What to produce
From the article on older workers in the workforce, extract the part that opens with the words containing "While some seniors" and closes with "group, told the AP.", copying it exactly.

Document text
Study: More Elder Workers In the Workforce

May 21, 2003 (PLANSPONSOR.com) - With Americans living longer while coping with concerns about their dwindling retirement savings, the number of people at least 65 years old who are working or looking for work has shot up by 50% in the last two decades.

According to a new US Census Bureau report, the number of workers and job seekers 65+ years old was nearly 4.5 million in March 2002, up from the three million in 1980, according to an Associated Press report.

With the economy stumbling since then, that number probably is higher now, said Edward Coyle, executive director of the Alliance for Retired Americans. “People are more nervous now than they were a year ago,” Coyle told the AP. “You have lots of folks approaching retirement age, scratching their heads and wondering if they can do it.”

While some seniors have simply delayed retirement and others have taken the opportunity to open small businesses, many were forced back into the labor market. Most of these people took low-level administrative or service jobs, which were plentiful during the late 1990s, said Jared Bernstein, an economist with Economic Policy Institute.

More than 15% of 65-and-over employees worked in sales in 2002, the largest share of any occupation, followed by professional fields, like architecture or medicine, and clerical jobs.

Congress voted in 1983 to raise the retirement age from 65 to 67 by 2027, a change which may have encouraged some older workers in the 1980s and 1990s to put off retirement even though the change didn’t immediately affect them, John Haaga, a demographer with the Population Reference Bureau, a research group, told the AP.

Data excerpts
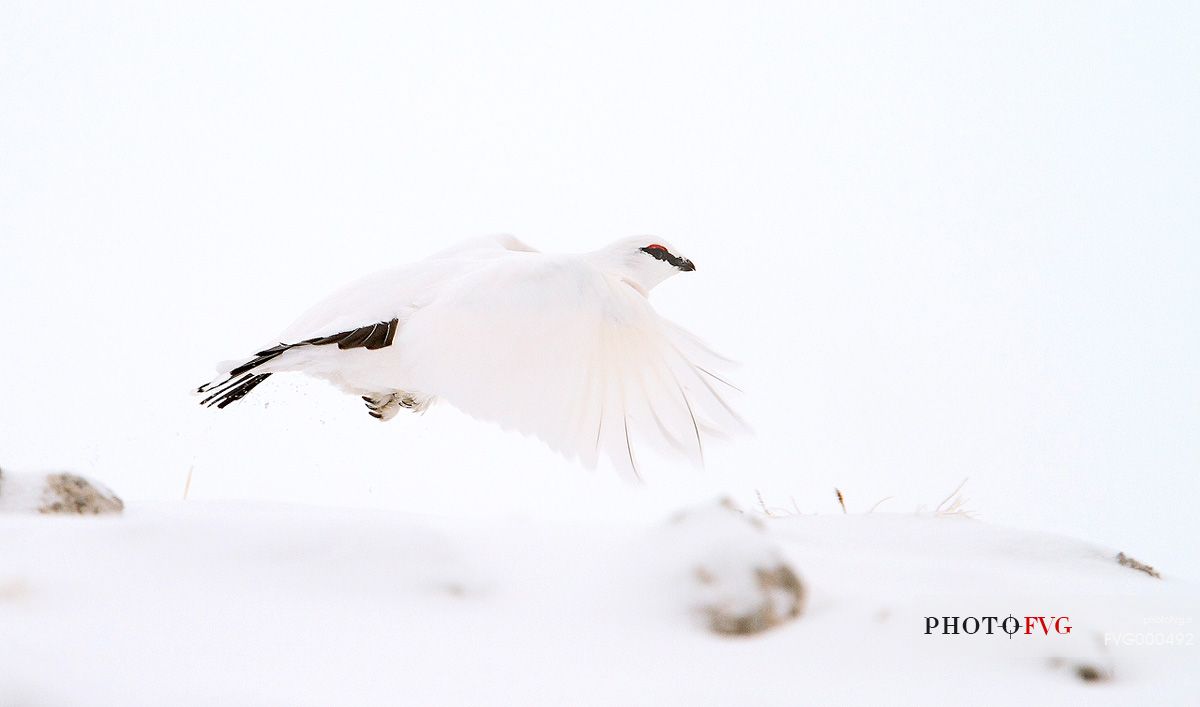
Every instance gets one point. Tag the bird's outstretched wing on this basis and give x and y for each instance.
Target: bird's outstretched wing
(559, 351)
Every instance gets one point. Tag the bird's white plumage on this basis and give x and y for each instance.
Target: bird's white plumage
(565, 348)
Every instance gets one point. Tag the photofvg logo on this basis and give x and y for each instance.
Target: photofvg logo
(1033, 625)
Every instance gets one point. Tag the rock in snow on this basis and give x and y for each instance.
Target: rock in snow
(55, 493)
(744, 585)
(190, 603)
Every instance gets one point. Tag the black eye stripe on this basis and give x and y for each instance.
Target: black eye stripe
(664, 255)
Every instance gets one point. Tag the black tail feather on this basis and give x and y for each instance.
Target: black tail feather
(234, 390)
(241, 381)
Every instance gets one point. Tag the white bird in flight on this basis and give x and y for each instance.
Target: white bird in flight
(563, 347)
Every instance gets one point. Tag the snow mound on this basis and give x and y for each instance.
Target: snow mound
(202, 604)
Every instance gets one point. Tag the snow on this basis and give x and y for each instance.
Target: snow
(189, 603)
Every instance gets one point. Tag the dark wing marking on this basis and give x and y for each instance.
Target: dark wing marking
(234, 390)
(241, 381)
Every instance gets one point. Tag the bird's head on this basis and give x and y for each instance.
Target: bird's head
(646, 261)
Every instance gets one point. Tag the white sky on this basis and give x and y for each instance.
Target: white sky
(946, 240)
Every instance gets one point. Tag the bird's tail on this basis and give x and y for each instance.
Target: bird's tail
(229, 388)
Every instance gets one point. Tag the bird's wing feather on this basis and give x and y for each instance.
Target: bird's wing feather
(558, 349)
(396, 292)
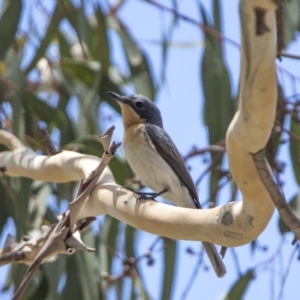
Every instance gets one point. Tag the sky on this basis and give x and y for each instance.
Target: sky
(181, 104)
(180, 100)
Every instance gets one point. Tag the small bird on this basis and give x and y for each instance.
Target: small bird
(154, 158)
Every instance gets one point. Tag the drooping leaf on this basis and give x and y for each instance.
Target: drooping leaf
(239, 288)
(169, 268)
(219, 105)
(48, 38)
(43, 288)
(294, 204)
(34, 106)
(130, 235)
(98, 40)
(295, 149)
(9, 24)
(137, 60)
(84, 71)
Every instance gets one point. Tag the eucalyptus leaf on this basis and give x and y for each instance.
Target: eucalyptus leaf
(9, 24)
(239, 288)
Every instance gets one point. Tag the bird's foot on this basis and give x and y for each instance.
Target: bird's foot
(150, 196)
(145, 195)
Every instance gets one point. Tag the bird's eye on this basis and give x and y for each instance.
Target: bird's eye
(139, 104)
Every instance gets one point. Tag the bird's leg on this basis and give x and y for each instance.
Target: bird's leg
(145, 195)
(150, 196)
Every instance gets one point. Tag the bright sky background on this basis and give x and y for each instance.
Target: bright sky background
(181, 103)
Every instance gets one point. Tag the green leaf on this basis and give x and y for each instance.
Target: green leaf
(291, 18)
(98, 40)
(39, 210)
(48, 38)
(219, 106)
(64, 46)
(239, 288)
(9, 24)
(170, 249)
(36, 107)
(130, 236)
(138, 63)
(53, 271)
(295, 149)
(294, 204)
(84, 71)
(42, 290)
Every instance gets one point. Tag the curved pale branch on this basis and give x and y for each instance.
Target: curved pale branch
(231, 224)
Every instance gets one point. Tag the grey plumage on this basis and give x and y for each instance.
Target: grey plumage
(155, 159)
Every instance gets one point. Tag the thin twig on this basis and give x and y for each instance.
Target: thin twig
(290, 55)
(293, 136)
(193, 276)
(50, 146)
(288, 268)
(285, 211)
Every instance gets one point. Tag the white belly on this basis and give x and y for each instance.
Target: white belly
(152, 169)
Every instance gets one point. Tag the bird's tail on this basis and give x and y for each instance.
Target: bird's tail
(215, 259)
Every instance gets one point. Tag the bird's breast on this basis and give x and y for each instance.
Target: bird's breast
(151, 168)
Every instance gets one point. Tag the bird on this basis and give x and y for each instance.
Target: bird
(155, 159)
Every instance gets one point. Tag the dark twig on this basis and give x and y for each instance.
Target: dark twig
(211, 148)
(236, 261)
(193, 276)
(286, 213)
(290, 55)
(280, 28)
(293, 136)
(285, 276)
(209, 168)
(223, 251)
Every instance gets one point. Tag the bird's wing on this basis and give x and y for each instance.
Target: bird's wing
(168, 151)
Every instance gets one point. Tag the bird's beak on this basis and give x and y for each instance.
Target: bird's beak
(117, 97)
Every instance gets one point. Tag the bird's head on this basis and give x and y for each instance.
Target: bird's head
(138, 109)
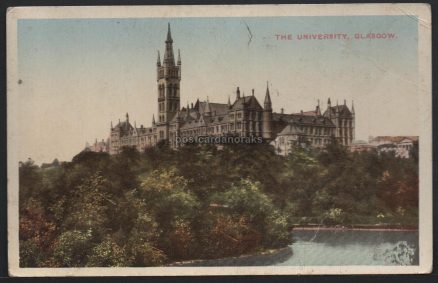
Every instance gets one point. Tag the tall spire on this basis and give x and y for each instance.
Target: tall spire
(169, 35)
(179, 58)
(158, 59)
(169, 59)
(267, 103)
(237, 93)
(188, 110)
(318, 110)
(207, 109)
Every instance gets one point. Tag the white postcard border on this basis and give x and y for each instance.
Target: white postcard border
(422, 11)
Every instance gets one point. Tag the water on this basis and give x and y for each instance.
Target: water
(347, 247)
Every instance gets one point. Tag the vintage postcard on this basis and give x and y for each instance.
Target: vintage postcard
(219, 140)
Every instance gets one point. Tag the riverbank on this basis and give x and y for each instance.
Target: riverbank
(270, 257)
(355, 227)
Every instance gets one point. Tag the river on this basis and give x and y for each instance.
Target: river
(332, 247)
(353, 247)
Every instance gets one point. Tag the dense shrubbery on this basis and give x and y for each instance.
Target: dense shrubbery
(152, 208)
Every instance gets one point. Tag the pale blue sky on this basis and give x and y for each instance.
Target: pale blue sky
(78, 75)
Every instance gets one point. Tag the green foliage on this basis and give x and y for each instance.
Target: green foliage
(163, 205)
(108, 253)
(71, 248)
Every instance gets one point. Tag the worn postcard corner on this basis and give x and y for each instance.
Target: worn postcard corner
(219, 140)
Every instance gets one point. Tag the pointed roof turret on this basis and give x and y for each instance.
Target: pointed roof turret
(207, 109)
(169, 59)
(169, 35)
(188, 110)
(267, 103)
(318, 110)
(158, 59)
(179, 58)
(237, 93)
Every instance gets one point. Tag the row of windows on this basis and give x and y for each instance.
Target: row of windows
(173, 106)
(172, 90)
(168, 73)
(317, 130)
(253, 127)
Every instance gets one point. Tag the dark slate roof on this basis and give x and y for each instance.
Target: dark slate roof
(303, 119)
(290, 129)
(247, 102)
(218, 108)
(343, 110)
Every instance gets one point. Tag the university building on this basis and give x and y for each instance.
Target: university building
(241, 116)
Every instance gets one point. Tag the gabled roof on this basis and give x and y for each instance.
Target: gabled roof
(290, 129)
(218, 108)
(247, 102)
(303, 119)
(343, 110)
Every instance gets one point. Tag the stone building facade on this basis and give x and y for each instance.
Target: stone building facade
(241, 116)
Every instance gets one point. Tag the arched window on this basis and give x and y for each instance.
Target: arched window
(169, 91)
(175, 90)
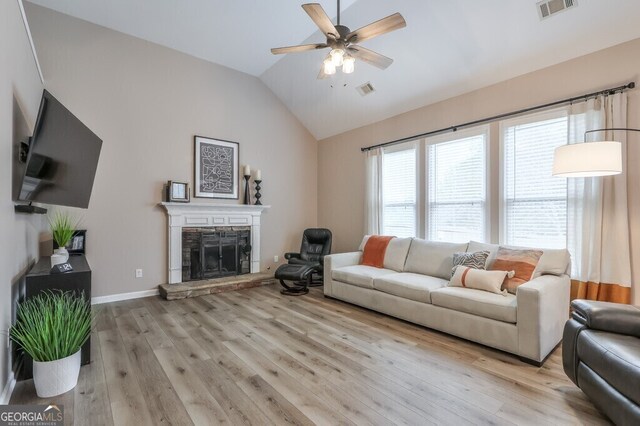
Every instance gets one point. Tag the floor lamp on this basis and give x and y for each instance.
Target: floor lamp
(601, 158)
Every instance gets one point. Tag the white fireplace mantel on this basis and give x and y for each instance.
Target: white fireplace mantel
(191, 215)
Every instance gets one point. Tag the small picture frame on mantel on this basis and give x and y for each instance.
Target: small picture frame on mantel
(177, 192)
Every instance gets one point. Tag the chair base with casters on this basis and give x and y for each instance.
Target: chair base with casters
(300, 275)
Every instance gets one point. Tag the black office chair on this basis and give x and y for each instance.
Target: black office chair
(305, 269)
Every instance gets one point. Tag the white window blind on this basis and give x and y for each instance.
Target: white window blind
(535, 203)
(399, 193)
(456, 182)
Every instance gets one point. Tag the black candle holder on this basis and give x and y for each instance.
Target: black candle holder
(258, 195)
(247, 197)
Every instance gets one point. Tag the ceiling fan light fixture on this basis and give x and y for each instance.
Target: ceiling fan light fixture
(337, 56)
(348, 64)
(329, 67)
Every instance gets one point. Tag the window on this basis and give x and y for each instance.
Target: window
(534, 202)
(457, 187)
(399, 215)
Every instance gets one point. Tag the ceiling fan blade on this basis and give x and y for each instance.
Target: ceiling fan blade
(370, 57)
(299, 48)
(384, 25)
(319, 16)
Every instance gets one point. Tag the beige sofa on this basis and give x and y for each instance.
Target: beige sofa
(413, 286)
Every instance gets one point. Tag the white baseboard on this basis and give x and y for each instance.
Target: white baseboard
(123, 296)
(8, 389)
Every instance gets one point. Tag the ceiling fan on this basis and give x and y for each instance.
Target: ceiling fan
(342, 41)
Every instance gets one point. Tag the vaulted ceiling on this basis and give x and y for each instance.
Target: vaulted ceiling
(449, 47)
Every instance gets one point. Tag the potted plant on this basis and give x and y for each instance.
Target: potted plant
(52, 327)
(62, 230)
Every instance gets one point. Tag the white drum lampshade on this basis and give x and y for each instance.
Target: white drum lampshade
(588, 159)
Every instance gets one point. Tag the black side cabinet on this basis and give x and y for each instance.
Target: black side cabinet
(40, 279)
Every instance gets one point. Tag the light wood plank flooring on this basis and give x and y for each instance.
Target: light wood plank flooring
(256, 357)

Answer box
While some seniors have simply delayed retirement and others have taken the opportunity to open small businesses, many were forced back into the labor market. Most of these people took low-level administrative or service jobs, which were plentiful during the late 1990s, said Jared Bernstein, an economist with Economic Policy Institute.

More than 15% of 65-and-over employees worked in sales in 2002, the largest share of any occupation, followed by professional fields, like architecture or medicine, and clerical jobs.

Congress voted in 1983 to raise the retirement age from 65 to 67 by 2027, a change which may have encouraged some older workers in the 1980s and 1990s to put off retirement even though the change didn’t immediately affect them, John Haaga, a demographer with the Population Reference Bureau, a research group, told the AP.